- [Excerpt provided]
(begin)

The Ancient Art of Block-Printing

Every craft is associated with innumerable stories about its origin, its essence and about the people associated with it; and through the course of its evolution, it gets intertwined with many more stories, myths and meanings.

The textile tradition of the Indian sub-continent was seeded over five thousand years ago in the Harrapan Civilization (c. 2600-1900 BCE).Excavations at Harrapan sites unveiled evidence of cotton fiber cultivation, weaving tools and needles, the identification of structures as dyeing workshops and the finding of a single fragment of madder dyed cotton, while indigo seeds were uncovered at other sites revealed a civilization with an advanced textile know-how.  The stone bust of the Priest-King at Mohenjodaro, his left shoulder draped in a robe with a trefoil design, signaled a long developed tradition of patterning and decorating textiles.

The earliest surviving samples of block printed patterned and dyed cotton textiles can be dated to the 9th Century BCE. These fragments of trade cloth were uncovered at a burial site in Fustat, Egypt, their origin traced by scholars to Gujarat.

Making of block

Celebrated in literature and poetry, extolled by travelers and traded across the world the textiles of the Indian sub-continent whether woven, embroidered, painted, printed or dyed in myriad colors have been renowned since antiquity.  Among the wide variety of decorative techniques honed by craftsmanship was the patterning on textiles through stamping with blocks.

(end)

- [Information shown]
(begin)

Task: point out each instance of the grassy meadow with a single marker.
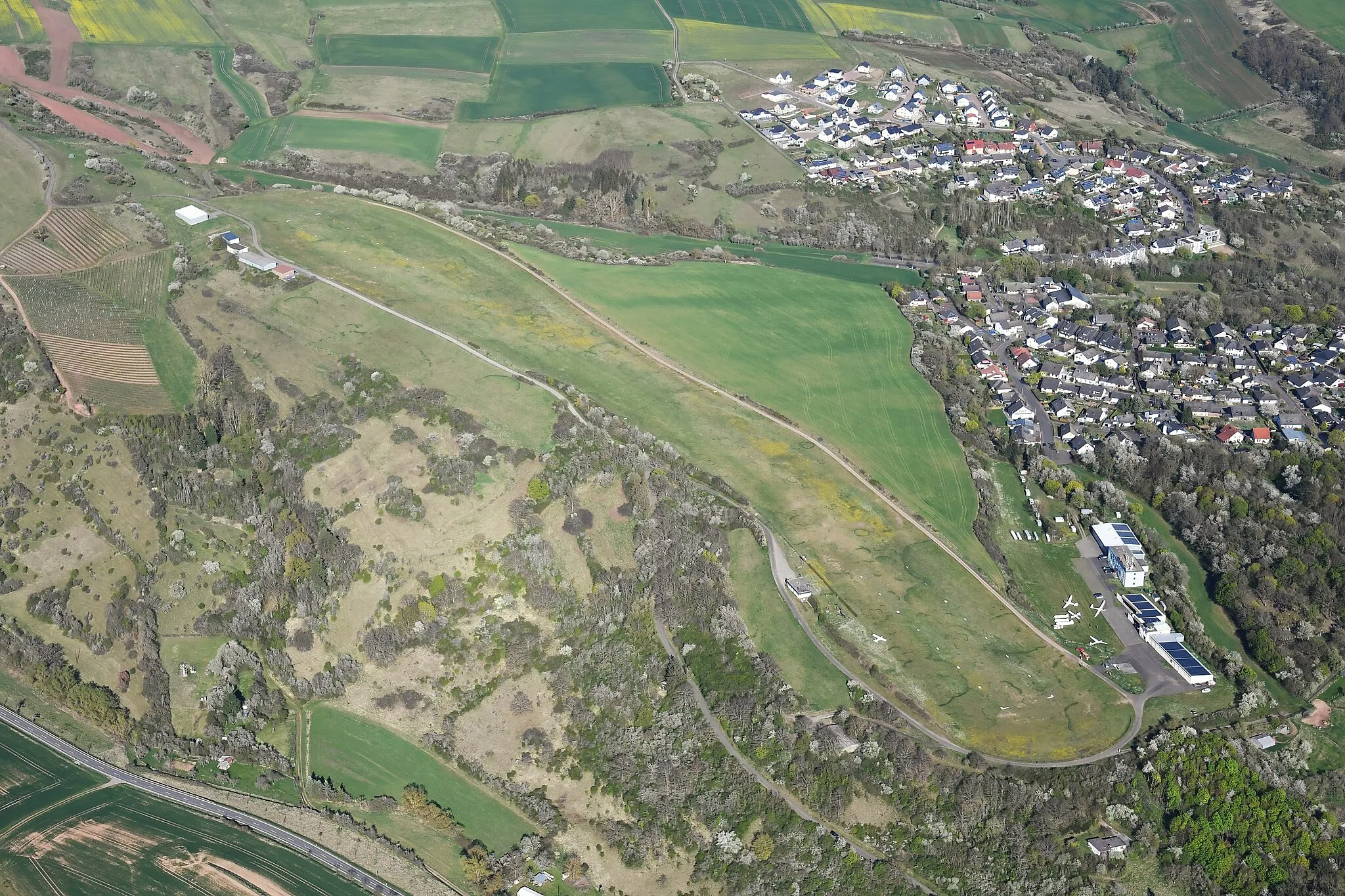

(end)

- [Work to complete]
From the block-printing text above, reproduce everything from "The Ancient Art" down to "myths and meanings.".

- [Result of the exercise]
The Ancient Art of Block-Printing

Every craft is associated with innumerable stories about its origin, its essence and about the people associated with it; and through the course of its evolution, it gets intertwined with many more stories, myths and meanings.